The answer must reproduce every record exactly, with all pictures omitted.

====================

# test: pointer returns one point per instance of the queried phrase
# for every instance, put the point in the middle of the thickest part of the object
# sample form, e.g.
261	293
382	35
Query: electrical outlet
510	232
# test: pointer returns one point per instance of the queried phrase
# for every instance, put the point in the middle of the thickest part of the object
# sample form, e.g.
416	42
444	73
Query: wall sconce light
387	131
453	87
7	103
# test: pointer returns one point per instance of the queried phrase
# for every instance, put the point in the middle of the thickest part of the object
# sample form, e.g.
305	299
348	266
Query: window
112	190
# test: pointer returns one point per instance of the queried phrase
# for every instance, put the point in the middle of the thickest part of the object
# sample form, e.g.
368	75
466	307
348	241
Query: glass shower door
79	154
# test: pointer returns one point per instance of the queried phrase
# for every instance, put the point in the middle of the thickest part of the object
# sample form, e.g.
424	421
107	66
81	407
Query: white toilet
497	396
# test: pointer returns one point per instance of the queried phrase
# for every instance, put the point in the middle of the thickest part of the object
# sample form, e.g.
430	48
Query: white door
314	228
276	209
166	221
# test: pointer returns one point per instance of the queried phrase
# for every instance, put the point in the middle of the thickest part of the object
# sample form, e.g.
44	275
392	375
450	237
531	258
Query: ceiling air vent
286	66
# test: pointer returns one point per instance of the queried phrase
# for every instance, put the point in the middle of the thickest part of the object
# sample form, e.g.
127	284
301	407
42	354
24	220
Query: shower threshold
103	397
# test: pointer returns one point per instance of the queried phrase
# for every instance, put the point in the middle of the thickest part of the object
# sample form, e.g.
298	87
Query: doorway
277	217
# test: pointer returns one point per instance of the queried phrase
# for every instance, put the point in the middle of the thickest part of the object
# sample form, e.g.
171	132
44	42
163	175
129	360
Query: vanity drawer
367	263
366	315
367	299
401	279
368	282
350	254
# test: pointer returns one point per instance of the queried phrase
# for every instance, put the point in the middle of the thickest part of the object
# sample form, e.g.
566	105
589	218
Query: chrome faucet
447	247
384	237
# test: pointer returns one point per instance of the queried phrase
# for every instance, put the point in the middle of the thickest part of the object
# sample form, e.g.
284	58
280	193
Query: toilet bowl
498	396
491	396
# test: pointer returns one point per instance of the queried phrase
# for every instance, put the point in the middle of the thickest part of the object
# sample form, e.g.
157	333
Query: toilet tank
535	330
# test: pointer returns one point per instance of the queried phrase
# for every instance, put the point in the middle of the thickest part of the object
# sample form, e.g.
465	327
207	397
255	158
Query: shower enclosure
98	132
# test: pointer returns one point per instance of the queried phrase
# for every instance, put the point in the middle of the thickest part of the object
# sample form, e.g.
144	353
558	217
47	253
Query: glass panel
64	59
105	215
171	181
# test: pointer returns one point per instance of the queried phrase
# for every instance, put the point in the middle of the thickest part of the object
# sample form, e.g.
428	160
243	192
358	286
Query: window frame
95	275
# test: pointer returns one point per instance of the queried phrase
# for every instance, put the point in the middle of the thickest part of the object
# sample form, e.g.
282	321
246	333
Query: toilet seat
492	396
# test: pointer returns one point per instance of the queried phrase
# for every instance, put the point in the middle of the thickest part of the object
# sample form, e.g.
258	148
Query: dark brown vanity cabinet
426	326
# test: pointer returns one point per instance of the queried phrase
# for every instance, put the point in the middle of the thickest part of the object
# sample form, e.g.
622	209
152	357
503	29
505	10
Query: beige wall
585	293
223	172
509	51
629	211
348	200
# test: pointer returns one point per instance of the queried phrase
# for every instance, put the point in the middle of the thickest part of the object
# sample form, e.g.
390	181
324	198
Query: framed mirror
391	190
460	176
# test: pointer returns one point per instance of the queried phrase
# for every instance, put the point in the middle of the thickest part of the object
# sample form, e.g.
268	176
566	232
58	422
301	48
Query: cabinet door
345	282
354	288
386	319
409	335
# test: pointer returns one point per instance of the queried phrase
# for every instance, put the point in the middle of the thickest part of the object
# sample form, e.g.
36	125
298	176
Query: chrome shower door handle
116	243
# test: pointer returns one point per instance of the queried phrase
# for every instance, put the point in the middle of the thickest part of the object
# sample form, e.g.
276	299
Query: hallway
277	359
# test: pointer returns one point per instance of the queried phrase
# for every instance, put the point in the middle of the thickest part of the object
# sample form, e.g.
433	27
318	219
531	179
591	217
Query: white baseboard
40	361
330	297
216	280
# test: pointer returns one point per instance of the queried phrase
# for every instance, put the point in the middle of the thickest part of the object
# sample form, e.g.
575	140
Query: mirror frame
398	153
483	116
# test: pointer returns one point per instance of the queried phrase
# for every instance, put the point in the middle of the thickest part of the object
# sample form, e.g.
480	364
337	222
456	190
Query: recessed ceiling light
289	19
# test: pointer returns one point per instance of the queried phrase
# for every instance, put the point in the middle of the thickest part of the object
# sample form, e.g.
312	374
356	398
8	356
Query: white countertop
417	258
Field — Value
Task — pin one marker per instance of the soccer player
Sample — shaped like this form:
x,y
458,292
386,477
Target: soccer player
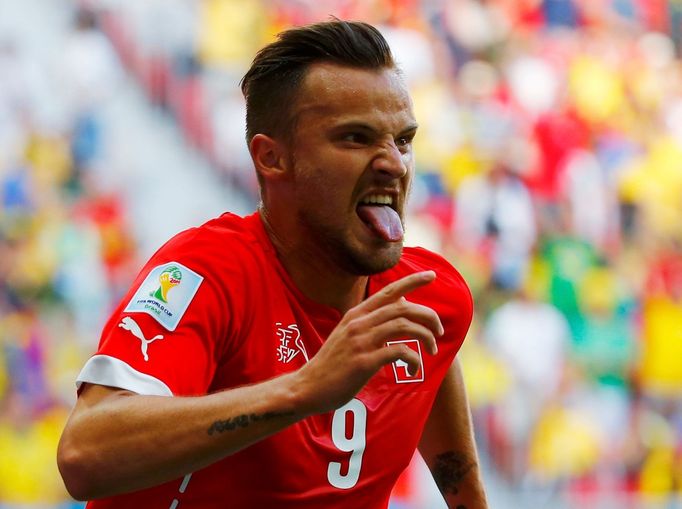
x,y
297,357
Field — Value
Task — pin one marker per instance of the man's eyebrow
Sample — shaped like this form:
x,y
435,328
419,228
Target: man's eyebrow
x,y
363,126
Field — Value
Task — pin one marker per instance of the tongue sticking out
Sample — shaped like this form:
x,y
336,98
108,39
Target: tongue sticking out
x,y
384,221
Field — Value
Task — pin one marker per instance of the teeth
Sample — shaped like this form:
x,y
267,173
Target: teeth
x,y
378,199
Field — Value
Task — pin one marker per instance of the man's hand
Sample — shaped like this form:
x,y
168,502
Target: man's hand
x,y
356,349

====================

→ **Result of this exercise**
# test: pointer returns one point per instance of the queried phrase
# for every instance, put the point in the middle of the thickest part of the object
# sample form, e.g.
261	293
382	35
Query: electrical outlet
510	232
# test: pointer returns one point per instance of the queried phrase
# for every instance, put the point in the middle of the thickest part of the object
# sample form, e.g.
416	42
444	73
Query: wall sconce light
387	131
453	87
7	103
# test: pointer returns one point per instance of the queried phrase
# for every instance, put the point in the middle of the thickest part of the object
# sample form, e.g.
305	299
348	266
Query: window
112	190
# test: pointer returns one point per instance of the queried phrase
# for every instance, put the point in the middle of the thickest part of the object
# sample form, e.g.
368	75
466	307
348	241
Query: glass shower door
79	154
# test: pointer returns one point per instance of the queried phrase
# for every instance, put the point in the middle of the thickest part of the object
# sample form, e.g.
424	421
107	66
81	407
Query: white toilet
497	396
# test: pointer returns one point per instance of the queried phrase
# for every instance, put the point in the middle of the thickest part of the object
# sample form, e.g.
430	48
Query: white door
314	228
276	209
166	221
# test: pointer returns one point per instance of the queried phrase
# for every instance, put the point in the middle of the thickest part of the object
# sample form, e.g.
44	275
392	375
450	237
531	258
Query: ceiling air vent
286	66
# test: pointer returns one point per instance of the queried phrase
# for every instance, put the point in the middle of the thickest part of the object
# sample form, e.g.
127	284
301	407
42	354
24	220
Query: shower threshold
103	397
# test: pointer returns one point per instance of the queried phrase
# for every instance, put the point in the middle of the thickest part of the object
# sample form, e.g.
298	87
Query: doorway
277	217
# test: pointer returns one point per instance of the queried phrase
# for every instance, put the point in the middle of the thickest part of the object
# sample form, e.g.
171	132
44	42
163	175
129	360
Query: vanity drawer
367	263
366	315
367	299
401	279
368	282
350	254
# test: pointer returns one point per instance of the queried phrase
# for every instance, put the point in the middle of the thickest part of the object
# sample form, e.g.
566	105
589	218
Query: chrome faucet
447	247
384	237
# test: pointer returns one point per instance of the queried phrase
# for every instance, put the point in the middle of the thickest part of the object
# sample form, e.g.
284	58
280	193
Query: toilet bowl
498	396
491	396
# test: pointer returns one point per instance of the queried phrase
# for every instance, put the point in the middle of the thickest part of the object
# sample form, e.g.
157	333
Query: toilet tank
535	330
# test: pointer returns one point per instance of the queried phrase
# for every instance, put the point in the middle of the thickest part of the object
# sample form, e.g.
465	327
207	397
255	158
Query: shower enclosure
98	132
# test: pointer returns one point per instance of the queried phrase
# for every instance, put the point in the middle of the thickest part of the object
# sample form, e.g.
144	353
558	217
47	253
Query: glass panel
64	59
105	215
171	181
# test: pointer returns one point per instance of the queried phrase
# for every instance, put the point in the middle of the thickest part of the object
# sample form, e.g.
428	160
243	192
358	286
Query: window frame
95	275
# test: pointer returns one point per instance of the queried phrase
# for every instance, put the point in the middle of the thickest part of the object
# sample form, e.g.
282	321
246	333
Query: toilet seat
492	396
# test: pointer returns one point per instance of the queried phrase
# for every instance, put the point in the middle of the thickest part of the object
# sample form, e.g.
258	148
Query: dark brown vanity cabinet
426	326
# test: pointer returns one point per instance of the queried phrase
# for every instance, put the point in the middle of the thickest part of the object
# sample form, e.g.
622	209
152	357
503	29
505	10
Query: beige wall
585	293
223	172
509	51
629	211
348	200
# test: pointer returns one point per instance of the queried phrase
# for every instance, put the point in the middle of the thickest part of the object
# sample form, e.g.
390	181
324	198
Query: framed mirror
391	190
460	176
# test: pointer returns one point per instance of the queried phrase
# for every instance, put the point in the middle of the thickest part of the object
# sample form, e.g.
268	176
566	232
58	422
301	48
Query: cabinet door
345	282
354	288
386	319
409	335
# test: pointer returns one point per instance of the queried phrase
# for every instance, put the point in the middle of the thickest part of the object
# sample form, e.g.
36	125
298	176
Query: chrome shower door handle
116	243
# test: pointer returns one point per instance of the queried phrase
# for every instance, put the point in the middle of the thickest part of the object
# sample form, e.g.
276	299
Query: hallway
277	359
# test: pointer returns one point per instance of the queried phrase
# for every instance, put the point in the middle of the thickest part of the object
# sample form, e.g.
433	27
318	219
531	179
591	217
Query: white baseboard
40	361
330	297
216	280
# test: pointer returns one point per instance of the queried phrase
# for every instance, put the point in the middle of the thickest part of the object
# sample form, e.g.
575	140
Query: mirror frame
398	153
483	116
# test: pointer returns one point per instance of the queried phrase
# for every instance, put the point in the middle of the thickest part of the object
# sample form, e.g.
480	364
337	222
456	190
Query: recessed ceiling light
289	19
# test: pointer returns one point per instance of the queried phrase
# for every instance, put the point in the middle of the thickest part of the object
# sample form, e.g.
312	374
356	398
8	356
Query: white countertop
417	258
Field — Value
Task — pin one marker per instance of the soccer player
Sample — shaped like this form:
x,y
458,292
386,477
Target: soccer player
x,y
297,357
Field — Value
Task — pin one marker per instance of the man's eyebrow
Sample — shaped like this form:
x,y
435,328
419,228
Target: man's eyebrow
x,y
363,126
Field — Value
Task — pin one marker per instance of the tongue sticking out
Sample — shaped like this form:
x,y
336,98
108,39
Target: tongue sticking out
x,y
384,221
Field — Value
Task — pin one marker per instance of the teeth
Sample — shaped like this form:
x,y
267,173
Target: teeth
x,y
378,199
Field — Value
Task — pin one marker per instance of the man's hand
Sample — shaped like this form:
x,y
168,502
Target: man's hand
x,y
356,349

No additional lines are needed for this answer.